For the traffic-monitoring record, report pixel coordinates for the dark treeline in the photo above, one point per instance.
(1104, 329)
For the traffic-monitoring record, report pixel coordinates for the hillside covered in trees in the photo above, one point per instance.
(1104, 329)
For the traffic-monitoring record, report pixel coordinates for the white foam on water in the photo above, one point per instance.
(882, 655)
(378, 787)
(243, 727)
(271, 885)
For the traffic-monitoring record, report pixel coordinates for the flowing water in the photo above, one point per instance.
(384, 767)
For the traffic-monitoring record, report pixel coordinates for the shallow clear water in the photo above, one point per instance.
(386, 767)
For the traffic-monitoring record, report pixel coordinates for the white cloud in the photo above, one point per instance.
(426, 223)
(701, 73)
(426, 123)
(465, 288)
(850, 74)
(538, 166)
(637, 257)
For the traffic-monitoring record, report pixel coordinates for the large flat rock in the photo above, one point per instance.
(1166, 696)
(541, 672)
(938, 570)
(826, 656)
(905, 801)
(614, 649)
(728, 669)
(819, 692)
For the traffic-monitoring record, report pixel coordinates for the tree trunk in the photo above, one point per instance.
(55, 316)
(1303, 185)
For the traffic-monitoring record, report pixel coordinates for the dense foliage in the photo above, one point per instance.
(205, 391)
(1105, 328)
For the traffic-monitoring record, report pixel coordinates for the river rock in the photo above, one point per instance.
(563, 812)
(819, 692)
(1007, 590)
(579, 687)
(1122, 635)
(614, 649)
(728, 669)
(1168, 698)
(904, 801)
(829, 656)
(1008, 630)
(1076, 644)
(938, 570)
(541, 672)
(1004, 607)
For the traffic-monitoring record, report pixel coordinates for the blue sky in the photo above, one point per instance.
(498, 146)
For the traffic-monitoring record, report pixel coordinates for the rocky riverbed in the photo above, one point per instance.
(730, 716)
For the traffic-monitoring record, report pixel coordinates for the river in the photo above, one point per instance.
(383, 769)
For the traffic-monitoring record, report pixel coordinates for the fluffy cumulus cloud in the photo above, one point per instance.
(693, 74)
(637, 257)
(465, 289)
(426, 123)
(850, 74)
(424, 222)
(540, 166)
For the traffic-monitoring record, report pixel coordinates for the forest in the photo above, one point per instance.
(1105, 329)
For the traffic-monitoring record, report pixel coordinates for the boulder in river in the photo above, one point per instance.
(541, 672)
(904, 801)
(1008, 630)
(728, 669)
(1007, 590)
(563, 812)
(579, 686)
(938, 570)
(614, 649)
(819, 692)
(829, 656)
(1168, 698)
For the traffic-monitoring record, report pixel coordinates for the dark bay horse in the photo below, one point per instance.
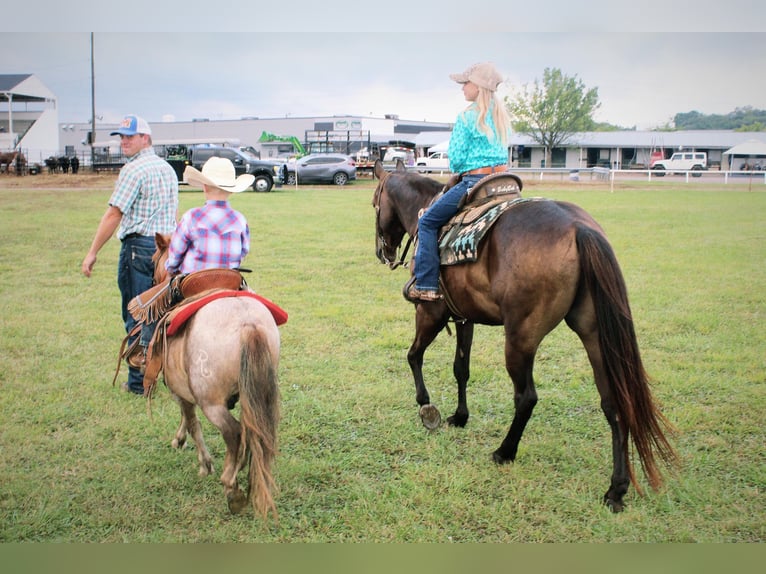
(228, 352)
(542, 262)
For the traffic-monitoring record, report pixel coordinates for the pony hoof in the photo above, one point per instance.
(430, 417)
(237, 501)
(614, 505)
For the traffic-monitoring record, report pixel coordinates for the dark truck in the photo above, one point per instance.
(267, 172)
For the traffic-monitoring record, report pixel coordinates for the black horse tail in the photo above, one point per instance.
(637, 414)
(259, 399)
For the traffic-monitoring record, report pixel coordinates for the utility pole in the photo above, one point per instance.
(92, 108)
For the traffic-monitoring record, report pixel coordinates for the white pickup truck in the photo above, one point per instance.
(437, 161)
(680, 162)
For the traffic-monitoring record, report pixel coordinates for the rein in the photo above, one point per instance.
(376, 204)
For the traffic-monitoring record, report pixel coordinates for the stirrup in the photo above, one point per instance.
(415, 295)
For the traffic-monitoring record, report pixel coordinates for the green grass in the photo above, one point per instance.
(83, 461)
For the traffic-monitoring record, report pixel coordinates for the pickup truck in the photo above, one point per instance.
(682, 162)
(437, 161)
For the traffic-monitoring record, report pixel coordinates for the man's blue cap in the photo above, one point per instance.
(131, 126)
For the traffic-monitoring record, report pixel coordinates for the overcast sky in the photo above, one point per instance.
(271, 63)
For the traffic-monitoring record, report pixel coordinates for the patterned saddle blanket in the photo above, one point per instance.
(491, 197)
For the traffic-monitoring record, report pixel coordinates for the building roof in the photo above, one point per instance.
(749, 147)
(650, 139)
(23, 88)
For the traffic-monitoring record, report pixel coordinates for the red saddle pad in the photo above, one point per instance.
(279, 314)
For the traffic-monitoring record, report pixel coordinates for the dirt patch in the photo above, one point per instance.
(59, 181)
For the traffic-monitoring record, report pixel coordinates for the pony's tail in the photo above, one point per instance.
(259, 399)
(638, 416)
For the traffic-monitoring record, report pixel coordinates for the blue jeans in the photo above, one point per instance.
(135, 274)
(427, 255)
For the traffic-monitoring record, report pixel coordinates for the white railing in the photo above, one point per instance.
(606, 174)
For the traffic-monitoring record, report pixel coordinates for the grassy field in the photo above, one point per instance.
(84, 462)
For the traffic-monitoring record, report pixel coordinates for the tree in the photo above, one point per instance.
(551, 111)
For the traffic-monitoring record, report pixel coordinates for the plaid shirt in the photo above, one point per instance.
(146, 193)
(207, 237)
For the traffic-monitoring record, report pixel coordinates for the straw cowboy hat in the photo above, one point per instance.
(483, 75)
(219, 172)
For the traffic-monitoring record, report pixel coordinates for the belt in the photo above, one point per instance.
(486, 170)
(134, 236)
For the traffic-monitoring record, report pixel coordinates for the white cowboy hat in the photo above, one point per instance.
(219, 172)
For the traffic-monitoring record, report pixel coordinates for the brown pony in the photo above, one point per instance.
(542, 262)
(228, 352)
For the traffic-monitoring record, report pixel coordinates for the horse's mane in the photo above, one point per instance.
(404, 184)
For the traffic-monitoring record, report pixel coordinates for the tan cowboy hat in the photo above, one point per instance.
(483, 75)
(219, 172)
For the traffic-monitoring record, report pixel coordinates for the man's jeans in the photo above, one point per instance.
(427, 255)
(135, 274)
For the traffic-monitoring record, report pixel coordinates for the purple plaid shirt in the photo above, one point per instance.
(207, 237)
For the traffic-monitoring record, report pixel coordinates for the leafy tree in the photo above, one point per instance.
(552, 111)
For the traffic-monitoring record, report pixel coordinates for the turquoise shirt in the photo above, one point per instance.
(470, 148)
(146, 193)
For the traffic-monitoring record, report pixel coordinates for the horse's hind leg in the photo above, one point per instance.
(583, 323)
(235, 457)
(427, 327)
(190, 423)
(461, 370)
(519, 365)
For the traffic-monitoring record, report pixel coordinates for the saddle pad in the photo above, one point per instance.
(187, 311)
(460, 239)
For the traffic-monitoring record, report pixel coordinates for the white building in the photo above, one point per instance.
(28, 117)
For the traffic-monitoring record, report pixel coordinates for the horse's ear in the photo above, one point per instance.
(161, 241)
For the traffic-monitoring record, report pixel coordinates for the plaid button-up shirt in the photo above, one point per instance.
(146, 193)
(208, 237)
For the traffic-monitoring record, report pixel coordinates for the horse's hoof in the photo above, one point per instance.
(500, 459)
(614, 505)
(457, 421)
(237, 501)
(430, 416)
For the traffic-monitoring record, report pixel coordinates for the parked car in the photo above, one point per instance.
(320, 168)
(681, 162)
(437, 161)
(267, 172)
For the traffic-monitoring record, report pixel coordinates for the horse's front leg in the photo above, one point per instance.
(430, 319)
(461, 369)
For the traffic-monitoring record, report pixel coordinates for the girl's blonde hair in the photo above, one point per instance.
(486, 100)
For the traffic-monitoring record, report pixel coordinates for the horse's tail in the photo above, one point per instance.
(259, 399)
(638, 416)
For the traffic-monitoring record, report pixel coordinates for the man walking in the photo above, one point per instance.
(144, 202)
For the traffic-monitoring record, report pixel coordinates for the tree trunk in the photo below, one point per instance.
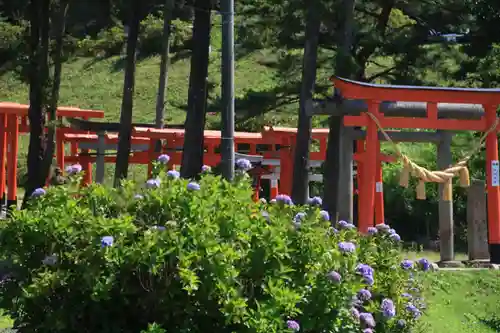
(342, 68)
(38, 78)
(124, 140)
(301, 168)
(59, 28)
(192, 157)
(163, 80)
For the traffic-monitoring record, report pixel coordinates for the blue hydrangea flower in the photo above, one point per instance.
(367, 319)
(107, 241)
(163, 158)
(299, 217)
(388, 308)
(413, 310)
(284, 199)
(174, 174)
(347, 247)
(293, 325)
(366, 272)
(364, 295)
(406, 264)
(50, 260)
(153, 183)
(334, 277)
(243, 164)
(395, 237)
(315, 201)
(193, 186)
(424, 264)
(38, 193)
(406, 295)
(383, 227)
(355, 313)
(324, 215)
(345, 225)
(73, 169)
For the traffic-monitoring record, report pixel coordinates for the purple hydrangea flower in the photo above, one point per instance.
(395, 237)
(334, 277)
(38, 193)
(284, 199)
(367, 319)
(158, 227)
(107, 241)
(193, 186)
(364, 295)
(299, 217)
(315, 201)
(324, 215)
(50, 260)
(347, 247)
(406, 295)
(153, 183)
(74, 169)
(355, 313)
(424, 264)
(388, 308)
(345, 225)
(174, 174)
(266, 216)
(243, 164)
(293, 325)
(163, 158)
(383, 227)
(413, 310)
(367, 272)
(406, 264)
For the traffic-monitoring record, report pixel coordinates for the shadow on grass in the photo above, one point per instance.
(493, 323)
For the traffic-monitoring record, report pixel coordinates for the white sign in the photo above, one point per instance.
(495, 174)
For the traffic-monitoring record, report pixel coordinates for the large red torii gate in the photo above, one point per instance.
(374, 94)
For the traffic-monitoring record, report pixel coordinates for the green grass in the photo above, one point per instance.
(463, 301)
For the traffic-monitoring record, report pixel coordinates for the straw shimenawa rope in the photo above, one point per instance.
(427, 176)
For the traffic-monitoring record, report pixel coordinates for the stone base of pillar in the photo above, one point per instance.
(494, 253)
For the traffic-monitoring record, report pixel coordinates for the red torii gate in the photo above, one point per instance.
(374, 94)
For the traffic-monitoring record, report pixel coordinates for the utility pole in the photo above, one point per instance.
(227, 70)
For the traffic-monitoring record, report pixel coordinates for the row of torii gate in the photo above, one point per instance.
(443, 109)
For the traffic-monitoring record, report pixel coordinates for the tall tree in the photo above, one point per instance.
(164, 63)
(192, 157)
(44, 90)
(301, 164)
(124, 139)
(333, 152)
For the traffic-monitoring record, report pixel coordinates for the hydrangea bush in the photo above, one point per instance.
(184, 256)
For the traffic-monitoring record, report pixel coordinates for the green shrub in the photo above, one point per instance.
(195, 257)
(11, 40)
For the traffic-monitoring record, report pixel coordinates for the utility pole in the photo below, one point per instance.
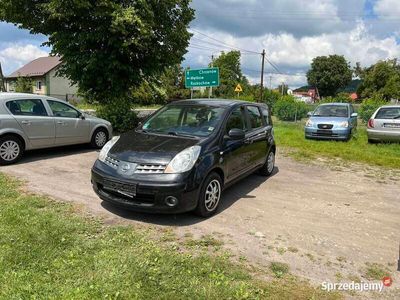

+---+

[ABOUT THIS EXERCISE]:
Every line from the one containing "the large red" to the last line of the material must be returned exactly. Leave out any pictures.

[EXPECTED ANSWER]:
For the traffic-monitoring record, report pixel coordinates for the large red torii gate in the photo above, one point per instance.
(374, 94)
For the traffic-monitoring record, report pixel coordinates for the green grass in the photo above, one point per instance.
(463, 301)
For the traffic-monitoring record, report pixel coordinates for the straw shimenawa rope in the photo above, one point per instance.
(427, 176)
For the traffic-monitoring record, report pixel coordinates for the stone base of pillar in the photo above, one point per instance.
(494, 253)
For the traffic-monitoring record, report pixel coordinates for the red torii gate in the photo above, one point per instance.
(374, 94)
For the traffic-monitoring record, report pixel coordinates for the utility pole in the photo above, one point per instance.
(227, 70)
For the traffic-monitoring record, report pixel coordinates for the row of torii gate in the photo above, one point per instance.
(443, 109)
For the traffic-monitoring record, report pixel coordinates for the tall tree in the photo above, one point per instance.
(164, 63)
(192, 157)
(44, 90)
(301, 164)
(124, 139)
(333, 152)
For the traffic-monitoring record, report pixel coordinates for the hydrangea bush in the photo above, one point per instance.
(184, 256)
For the traffic-monitoring record, report pixel coordinates for the green shrub in the photo above, one point per instance.
(195, 257)
(11, 40)
For the traffic-monitoring record, report pixel coordinates for the utility pole in the photo below, one point per instance.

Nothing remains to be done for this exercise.